Friday, December 21, 2012

Doomsday & Beyond's Last Minute Gift Ideas

Batman Vol.1: Court of Owls

Scott Snyder is becoming a definitive Batman writer by displaying his unique talents in the pages of the New 52’s Batman relaunch. Court of Owls is the first story arc in this new series, which details the rise of a secret society that has existed since Gotham’s origins. Batman: Court of Owls is considered arguably the best story arc since the start of the New 52, and only continues to get better as the series shifts into The Night of Owls and then into Death of the Family, which is currently being told. Snyder describes Batman the way we all picture him, in a dark, realistic world. Be sure to get the first collected edition of what is sure to be a legendary DC Comics series for many years to come.
Batman- Detective Comics Vol.1: Faces of Death
It’s a rare thing when one person writes and draws for a comic book series, and its even more rare when that series is absolutely fantastic. Written and illustrated by Tony Daniel, Detective Comics has been one of the best series that has emerged from the New 52 reboot and gets better with every issue. The series launches with a seven-issue story arc called Faces of Death. It shows us classic, dark Batman in a world full of gritty, detailed imagery they wouldn’t even show in a movie. A new villain is introduced, calling himself the Dollmaker. His specialty involves taking the faces of people, like the Joker. Oh, and did I mention the Joker and the Penguin appear in this volume? Detective Comics also places a lot more focus on Bruce’s personal life, including his personal relationships and friendship to Commissioner Gordon. Horrific, but mesmerizing art, combined with story-driven action makes this first volume of Detective Comics a “must buy”.
Green Lantern: Blackest Night
Blackest Night is an epic event that spreads across nearly every major comic series from Batman to Superman to Green Lantern and the GL Corps. This collected edition brings together the complete story arc from the Green Lantern comic book series written by the imaginative Geoff Johns and beautifully illustrated by Doug Mahnke. An evil force from the Guardians’ past resurfaces and brings the undead with it. Black Hand and the rest of the Black Lanterns rise from the ground, forcing all the other colored Lanterns to work together, meaning Hal Jordan and Sinestro must once again be partners. Johns brings all the best qualities from throughout this GL series and puts them into overdrive for this story, which has become a modern classic. This series may be a few years old, but it is certainly a must have for any DC Comics fan.

Goal 1
Reproduce the part of the gift ideas post that opens with the words containing "Green Lantern: Blackest" and closes with "DC Comics fan.".
The rows have no connection to the text above.

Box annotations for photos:
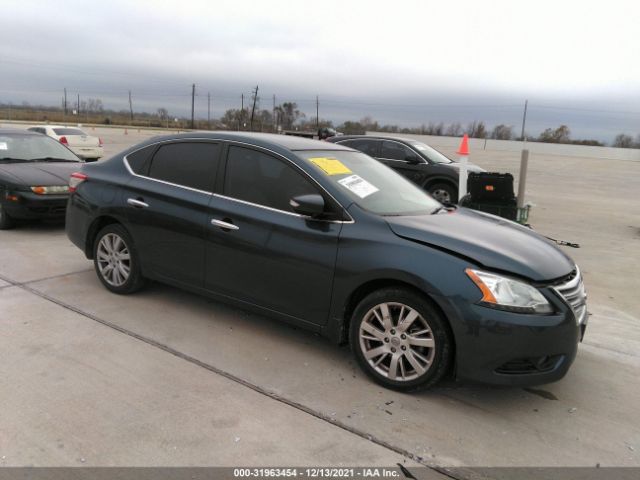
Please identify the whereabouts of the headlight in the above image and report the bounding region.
[31,185,69,195]
[465,268,553,313]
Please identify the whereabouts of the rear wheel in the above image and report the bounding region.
[427,183,458,203]
[93,224,144,294]
[349,288,453,391]
[0,204,13,230]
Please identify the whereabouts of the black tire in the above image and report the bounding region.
[0,204,13,230]
[427,183,458,204]
[349,287,453,391]
[93,223,145,295]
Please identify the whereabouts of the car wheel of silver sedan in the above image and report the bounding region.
[351,288,451,390]
[93,224,144,293]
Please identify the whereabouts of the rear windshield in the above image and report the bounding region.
[53,128,86,135]
[411,142,453,163]
[296,150,441,215]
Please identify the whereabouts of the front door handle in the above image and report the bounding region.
[127,198,149,208]
[211,218,240,230]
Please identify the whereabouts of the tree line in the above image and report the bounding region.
[0,97,640,148]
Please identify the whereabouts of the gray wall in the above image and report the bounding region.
[367,132,640,162]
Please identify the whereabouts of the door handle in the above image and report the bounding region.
[211,218,240,230]
[127,198,149,208]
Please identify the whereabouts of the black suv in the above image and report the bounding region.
[327,135,484,203]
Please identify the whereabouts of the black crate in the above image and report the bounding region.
[467,172,515,204]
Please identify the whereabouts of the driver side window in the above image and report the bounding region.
[380,141,417,161]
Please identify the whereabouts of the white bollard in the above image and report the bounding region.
[458,155,467,201]
[456,133,469,201]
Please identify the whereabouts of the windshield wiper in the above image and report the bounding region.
[0,157,29,163]
[30,157,80,163]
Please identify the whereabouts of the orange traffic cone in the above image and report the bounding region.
[456,133,469,156]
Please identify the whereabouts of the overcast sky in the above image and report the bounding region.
[0,0,640,140]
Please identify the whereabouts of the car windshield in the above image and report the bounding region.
[0,133,80,163]
[296,150,441,215]
[53,128,86,135]
[411,142,453,163]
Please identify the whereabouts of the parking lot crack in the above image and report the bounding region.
[10,280,464,479]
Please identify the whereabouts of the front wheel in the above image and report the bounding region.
[349,288,453,391]
[93,224,144,294]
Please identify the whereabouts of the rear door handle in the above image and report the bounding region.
[211,218,240,230]
[127,198,149,208]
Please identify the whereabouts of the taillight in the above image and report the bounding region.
[68,172,89,193]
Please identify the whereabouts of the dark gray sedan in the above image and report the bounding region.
[67,132,587,390]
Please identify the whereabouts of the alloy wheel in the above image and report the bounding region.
[359,302,436,382]
[96,233,131,287]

Goal 2
Rewrite the rows from the line containing "Please identify the whereabouts of the windshield" through the line containing "[68,172,89,193]", both included, keeping every request and multiplying each bounding box coordinate in the answers by 2.25, rounded to a whole number with halves going up. Give only those lines.

Output 1
Green Lantern: Blackest Night
Blackest Night is an epic event that spreads across nearly every major comic series from Batman to Superman to Green Lantern and the GL Corps. This collected edition brings together the complete story arc from the Green Lantern comic book series written by the imaginative Geoff Johns and beautifully illustrated by Doug Mahnke. An evil force from the Guardians’ past resurfaces and brings the undead with it. Black Hand and the rest of the Black Lanterns rise from the ground, forcing all the other colored Lanterns to work together, meaning Hal Jordan and Sinestro must once again be partners. Johns brings all the best qualities from throughout this GL series and puts them into overdrive for this story, which has become a modern classic. This series may be a few years old, but it is certainly a must have for any DC Comics fan.

Output 2
Please identify the whereabouts of the windshield wiper in the above image and report the bounding region.
[0,353,65,367]
[68,353,180,367]
Please identify the whereabouts of the orange traffic cone in the above image and report the bounding region.
[1026,299,1055,351]
Please identify the whereabouts of the overcast sky in the above image and report the bounding region.
[0,0,1440,315]
Please identify the whereabouts of the car windshield in the above image and report the bounding region.
[0,299,180,367]
[666,338,992,484]
[119,288,194,304]
[925,320,1019,367]
Please identify the whereabouts of the parking lot crack in the above image and report the bounding region.
[23,630,1044,1078]
Please identify the whereabouts of the front wheel in the above image and report the bounding region.
[785,648,1019,880]
[209,504,324,662]
Please identify the whereabouts of the rear door handle in the above image and report the bounding region.
[475,491,540,518]
[286,446,335,468]
Please identify the whereabouts of the taillight in the above image and report the bounding region.
[153,387,200,434]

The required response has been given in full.